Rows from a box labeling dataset
·····

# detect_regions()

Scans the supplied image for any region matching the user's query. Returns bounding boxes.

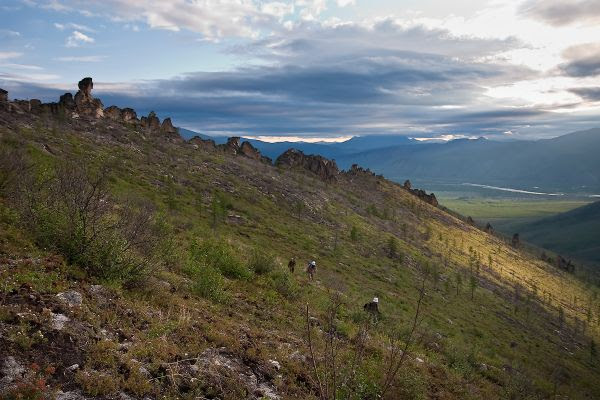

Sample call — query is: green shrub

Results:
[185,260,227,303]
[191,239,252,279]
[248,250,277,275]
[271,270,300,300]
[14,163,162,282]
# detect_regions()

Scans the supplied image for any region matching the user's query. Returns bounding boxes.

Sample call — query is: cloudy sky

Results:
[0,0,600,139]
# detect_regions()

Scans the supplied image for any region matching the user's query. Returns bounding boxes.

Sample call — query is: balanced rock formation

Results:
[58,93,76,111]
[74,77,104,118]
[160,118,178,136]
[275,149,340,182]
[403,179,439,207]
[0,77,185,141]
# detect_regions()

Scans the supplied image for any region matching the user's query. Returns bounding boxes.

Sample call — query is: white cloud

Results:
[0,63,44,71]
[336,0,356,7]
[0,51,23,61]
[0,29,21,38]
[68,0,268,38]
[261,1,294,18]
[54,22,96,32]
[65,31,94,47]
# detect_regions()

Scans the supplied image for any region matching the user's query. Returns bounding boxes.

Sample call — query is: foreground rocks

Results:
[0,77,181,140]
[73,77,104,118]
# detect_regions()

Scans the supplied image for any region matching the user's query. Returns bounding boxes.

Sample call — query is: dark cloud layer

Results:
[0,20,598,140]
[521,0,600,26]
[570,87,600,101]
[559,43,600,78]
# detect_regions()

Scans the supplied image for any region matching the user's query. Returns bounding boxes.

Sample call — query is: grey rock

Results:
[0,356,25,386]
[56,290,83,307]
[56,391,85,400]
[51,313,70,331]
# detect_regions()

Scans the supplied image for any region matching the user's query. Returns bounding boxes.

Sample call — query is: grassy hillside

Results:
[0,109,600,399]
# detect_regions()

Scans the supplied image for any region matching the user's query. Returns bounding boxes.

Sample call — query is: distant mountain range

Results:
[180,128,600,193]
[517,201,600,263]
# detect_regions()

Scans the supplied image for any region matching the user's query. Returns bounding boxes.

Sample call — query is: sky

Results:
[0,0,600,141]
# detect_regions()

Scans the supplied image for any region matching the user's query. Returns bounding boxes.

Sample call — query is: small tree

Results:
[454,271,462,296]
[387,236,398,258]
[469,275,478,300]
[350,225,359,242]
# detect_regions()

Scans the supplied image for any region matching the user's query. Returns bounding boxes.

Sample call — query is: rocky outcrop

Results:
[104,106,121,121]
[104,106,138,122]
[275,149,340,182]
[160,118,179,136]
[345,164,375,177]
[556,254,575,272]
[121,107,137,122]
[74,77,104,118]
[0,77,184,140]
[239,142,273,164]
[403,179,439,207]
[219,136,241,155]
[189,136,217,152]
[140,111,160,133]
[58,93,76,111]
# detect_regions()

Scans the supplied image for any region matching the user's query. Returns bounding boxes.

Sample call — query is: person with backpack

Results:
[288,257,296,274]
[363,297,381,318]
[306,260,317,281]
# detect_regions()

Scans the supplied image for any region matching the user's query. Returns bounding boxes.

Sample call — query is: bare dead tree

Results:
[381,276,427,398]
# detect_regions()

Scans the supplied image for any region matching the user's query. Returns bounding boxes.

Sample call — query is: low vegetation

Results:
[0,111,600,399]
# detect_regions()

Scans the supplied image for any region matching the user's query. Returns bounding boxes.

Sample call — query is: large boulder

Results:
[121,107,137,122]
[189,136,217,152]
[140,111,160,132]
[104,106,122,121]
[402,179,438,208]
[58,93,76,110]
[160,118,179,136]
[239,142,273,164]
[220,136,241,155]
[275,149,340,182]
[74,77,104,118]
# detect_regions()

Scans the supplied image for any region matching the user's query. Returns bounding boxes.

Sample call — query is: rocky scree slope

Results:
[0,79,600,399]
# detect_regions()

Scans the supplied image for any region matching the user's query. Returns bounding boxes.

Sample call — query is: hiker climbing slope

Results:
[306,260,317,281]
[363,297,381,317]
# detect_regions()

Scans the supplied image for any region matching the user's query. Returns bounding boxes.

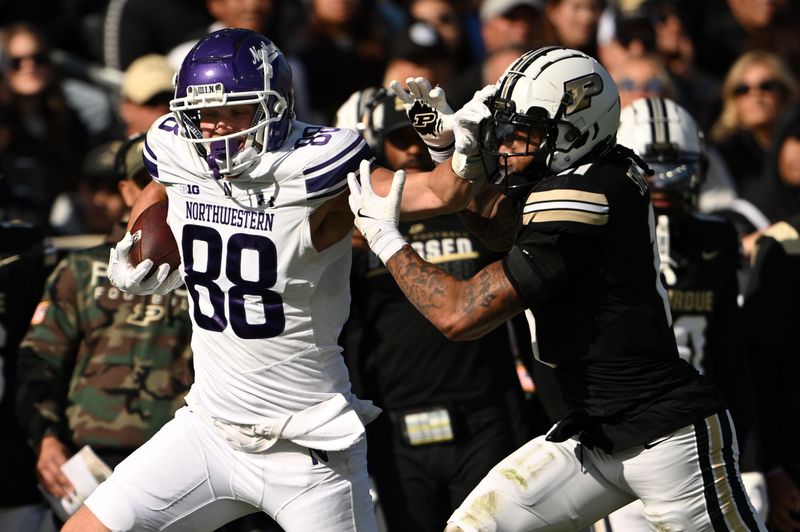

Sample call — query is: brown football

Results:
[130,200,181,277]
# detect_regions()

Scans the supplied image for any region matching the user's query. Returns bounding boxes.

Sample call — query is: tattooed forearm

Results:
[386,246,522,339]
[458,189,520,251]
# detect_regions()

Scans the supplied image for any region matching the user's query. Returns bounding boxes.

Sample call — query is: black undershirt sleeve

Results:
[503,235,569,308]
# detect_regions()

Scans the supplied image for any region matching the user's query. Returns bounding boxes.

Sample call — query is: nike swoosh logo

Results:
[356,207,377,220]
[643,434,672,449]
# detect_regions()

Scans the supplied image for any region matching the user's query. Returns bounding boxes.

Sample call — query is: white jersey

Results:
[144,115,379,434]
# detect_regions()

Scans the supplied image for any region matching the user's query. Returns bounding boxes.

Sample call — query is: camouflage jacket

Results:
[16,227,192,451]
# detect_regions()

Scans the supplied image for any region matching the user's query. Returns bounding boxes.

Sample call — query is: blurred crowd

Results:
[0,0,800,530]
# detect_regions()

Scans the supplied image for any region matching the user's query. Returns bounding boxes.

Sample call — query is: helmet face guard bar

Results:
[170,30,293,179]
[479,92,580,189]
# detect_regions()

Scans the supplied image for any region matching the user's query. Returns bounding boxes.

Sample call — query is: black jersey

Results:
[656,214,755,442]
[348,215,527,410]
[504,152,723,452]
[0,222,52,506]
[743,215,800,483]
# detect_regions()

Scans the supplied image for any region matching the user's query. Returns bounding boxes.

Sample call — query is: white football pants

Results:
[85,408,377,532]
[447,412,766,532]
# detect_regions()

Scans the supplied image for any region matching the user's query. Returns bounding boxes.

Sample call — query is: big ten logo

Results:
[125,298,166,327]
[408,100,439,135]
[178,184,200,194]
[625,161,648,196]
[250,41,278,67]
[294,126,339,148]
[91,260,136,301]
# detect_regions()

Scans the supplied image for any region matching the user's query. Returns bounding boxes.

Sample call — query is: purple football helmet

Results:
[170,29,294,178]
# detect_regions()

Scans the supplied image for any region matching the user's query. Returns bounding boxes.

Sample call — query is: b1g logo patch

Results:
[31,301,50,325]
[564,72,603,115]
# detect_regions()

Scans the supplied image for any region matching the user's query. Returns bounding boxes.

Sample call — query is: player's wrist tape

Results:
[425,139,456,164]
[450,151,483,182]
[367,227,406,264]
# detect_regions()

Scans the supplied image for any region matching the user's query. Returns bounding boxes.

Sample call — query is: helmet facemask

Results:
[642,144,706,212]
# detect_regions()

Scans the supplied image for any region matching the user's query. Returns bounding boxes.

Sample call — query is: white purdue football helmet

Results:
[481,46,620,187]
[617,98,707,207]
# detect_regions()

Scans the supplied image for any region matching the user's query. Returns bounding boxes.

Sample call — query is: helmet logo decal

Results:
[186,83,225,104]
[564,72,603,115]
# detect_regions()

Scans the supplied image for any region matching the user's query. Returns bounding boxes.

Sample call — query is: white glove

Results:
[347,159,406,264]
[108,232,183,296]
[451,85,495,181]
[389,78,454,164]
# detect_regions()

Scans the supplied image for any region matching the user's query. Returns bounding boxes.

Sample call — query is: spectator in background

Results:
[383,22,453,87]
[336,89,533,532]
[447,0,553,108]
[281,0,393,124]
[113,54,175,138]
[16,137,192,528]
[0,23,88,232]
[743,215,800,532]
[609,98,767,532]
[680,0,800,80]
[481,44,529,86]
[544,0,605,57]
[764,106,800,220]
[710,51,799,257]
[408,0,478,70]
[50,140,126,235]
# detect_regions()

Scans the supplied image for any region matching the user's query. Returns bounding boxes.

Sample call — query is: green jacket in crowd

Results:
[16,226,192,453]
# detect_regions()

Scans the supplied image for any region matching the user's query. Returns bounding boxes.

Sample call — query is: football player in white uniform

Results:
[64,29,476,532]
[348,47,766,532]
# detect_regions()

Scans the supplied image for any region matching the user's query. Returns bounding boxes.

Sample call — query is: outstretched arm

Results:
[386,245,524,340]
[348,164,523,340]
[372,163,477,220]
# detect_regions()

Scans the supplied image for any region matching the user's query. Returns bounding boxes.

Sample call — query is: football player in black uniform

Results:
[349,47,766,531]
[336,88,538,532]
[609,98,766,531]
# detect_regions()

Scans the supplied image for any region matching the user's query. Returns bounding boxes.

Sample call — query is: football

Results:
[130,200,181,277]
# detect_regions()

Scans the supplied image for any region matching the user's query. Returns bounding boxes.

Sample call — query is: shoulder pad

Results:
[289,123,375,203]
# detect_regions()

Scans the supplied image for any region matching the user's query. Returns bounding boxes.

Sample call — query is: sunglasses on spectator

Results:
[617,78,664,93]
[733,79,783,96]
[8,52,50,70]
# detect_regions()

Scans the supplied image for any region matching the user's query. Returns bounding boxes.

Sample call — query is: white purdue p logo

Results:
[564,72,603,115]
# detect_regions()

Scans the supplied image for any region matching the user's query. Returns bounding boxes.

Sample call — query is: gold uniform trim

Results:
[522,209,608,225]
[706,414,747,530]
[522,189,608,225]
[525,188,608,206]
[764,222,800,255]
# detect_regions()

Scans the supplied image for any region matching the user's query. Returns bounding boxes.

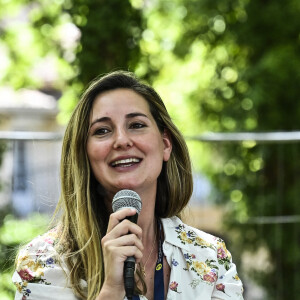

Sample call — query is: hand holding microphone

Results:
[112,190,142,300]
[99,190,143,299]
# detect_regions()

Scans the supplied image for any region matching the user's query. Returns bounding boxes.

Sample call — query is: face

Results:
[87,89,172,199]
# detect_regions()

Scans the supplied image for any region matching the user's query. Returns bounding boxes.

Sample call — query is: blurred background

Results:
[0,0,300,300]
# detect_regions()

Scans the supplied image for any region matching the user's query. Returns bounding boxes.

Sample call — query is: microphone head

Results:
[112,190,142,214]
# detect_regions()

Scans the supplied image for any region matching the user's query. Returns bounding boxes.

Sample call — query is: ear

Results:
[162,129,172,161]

·····

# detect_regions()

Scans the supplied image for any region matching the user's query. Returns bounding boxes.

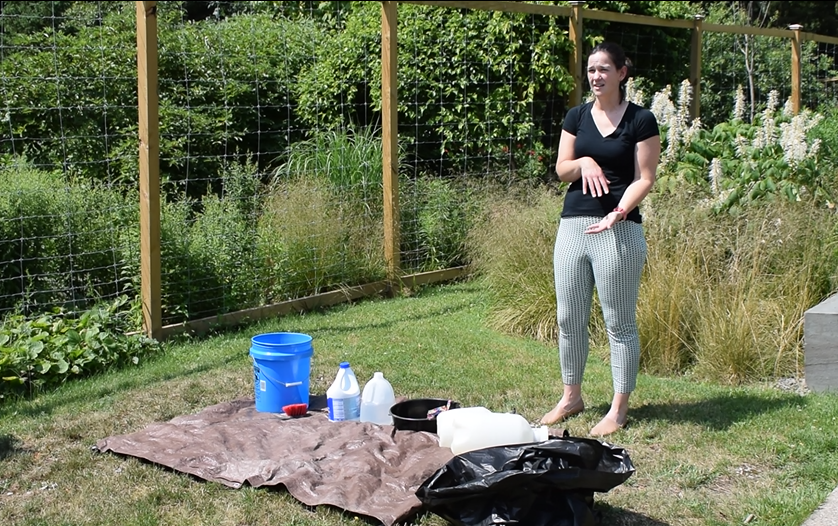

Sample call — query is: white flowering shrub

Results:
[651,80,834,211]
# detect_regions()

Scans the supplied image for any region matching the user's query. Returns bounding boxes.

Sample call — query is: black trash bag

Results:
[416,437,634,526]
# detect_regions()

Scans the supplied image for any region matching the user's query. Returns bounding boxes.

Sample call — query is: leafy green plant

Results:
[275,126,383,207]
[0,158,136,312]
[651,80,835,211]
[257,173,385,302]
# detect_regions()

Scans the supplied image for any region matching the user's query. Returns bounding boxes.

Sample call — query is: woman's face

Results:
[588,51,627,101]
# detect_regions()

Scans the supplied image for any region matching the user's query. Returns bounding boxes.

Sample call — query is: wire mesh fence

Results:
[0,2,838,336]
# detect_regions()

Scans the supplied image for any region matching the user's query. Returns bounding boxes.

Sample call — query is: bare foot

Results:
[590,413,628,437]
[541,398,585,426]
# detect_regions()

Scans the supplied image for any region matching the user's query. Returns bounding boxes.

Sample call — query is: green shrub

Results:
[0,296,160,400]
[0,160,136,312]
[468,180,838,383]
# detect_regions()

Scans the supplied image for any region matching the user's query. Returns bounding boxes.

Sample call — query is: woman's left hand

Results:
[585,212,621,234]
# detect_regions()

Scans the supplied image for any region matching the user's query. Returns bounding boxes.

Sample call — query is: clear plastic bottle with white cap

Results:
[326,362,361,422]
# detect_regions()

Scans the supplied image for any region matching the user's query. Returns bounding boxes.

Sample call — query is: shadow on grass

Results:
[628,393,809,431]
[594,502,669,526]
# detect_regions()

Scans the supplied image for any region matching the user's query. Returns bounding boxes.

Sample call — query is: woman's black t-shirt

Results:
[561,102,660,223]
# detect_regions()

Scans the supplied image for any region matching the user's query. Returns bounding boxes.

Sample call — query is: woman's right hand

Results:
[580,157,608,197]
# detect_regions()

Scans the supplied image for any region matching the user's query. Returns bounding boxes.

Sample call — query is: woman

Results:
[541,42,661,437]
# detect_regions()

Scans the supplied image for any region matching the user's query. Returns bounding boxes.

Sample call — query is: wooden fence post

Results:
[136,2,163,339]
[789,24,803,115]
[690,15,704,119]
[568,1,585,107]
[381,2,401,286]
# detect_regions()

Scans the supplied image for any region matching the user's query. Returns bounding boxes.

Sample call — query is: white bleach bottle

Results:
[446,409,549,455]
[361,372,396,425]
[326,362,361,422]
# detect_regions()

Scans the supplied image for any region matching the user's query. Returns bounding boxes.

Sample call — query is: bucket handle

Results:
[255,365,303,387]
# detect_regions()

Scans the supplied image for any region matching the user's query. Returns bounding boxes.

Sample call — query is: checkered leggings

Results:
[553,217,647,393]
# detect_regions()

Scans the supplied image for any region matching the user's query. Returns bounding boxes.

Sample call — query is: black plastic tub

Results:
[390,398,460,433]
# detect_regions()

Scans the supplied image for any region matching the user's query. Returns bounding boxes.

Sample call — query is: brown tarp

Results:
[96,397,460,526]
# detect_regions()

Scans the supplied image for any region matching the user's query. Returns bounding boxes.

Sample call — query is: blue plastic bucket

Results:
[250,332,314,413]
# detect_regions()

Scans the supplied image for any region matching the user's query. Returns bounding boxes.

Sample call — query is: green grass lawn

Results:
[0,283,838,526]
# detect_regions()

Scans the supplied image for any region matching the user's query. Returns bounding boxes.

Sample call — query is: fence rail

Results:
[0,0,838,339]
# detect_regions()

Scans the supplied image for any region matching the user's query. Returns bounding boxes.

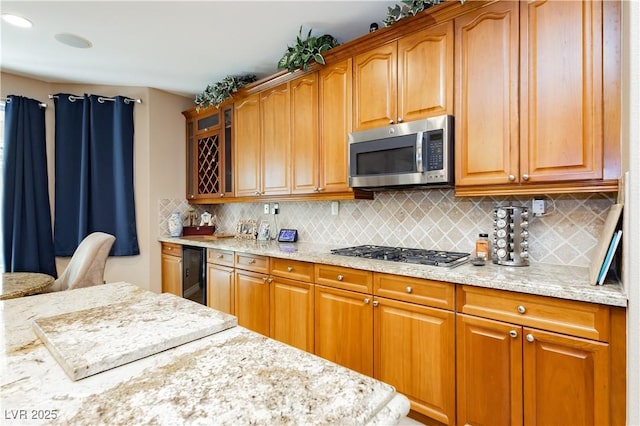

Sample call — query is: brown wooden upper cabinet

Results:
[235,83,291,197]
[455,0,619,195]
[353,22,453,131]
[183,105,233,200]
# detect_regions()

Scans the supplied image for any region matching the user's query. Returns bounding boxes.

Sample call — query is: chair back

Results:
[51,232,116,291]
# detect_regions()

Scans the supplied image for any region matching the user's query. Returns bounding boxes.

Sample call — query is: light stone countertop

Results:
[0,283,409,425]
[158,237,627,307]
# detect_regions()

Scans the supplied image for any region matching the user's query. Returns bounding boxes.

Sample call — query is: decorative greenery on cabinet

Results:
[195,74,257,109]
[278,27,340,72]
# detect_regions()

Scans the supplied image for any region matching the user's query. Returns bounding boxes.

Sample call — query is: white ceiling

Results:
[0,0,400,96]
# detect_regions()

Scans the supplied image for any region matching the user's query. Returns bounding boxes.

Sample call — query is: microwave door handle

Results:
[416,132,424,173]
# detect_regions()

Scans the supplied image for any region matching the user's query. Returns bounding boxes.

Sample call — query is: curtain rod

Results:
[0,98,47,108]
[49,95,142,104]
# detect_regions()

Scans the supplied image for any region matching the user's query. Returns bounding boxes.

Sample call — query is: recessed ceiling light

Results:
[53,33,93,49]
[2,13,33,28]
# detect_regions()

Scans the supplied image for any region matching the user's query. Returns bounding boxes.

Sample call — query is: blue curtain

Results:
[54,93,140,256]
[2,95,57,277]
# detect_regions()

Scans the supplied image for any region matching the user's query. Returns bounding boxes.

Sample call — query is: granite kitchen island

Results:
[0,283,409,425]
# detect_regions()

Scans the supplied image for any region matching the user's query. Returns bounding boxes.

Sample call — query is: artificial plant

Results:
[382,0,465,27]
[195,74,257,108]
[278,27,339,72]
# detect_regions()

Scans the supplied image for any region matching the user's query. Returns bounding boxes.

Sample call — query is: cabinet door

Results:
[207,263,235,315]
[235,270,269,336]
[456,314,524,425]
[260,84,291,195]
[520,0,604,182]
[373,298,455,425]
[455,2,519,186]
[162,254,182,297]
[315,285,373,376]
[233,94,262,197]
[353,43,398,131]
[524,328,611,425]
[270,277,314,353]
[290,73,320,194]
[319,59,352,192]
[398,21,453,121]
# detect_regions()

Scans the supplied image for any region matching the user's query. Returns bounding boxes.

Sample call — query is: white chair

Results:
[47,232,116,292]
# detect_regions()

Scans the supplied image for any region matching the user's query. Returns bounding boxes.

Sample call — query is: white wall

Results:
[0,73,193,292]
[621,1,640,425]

·····

# [Objective]
Collect every line in the material above that contains the word "background" and copy each one out.

# [Reply]
Sample call — query is: spectator in background
Sample call — query is: blurred background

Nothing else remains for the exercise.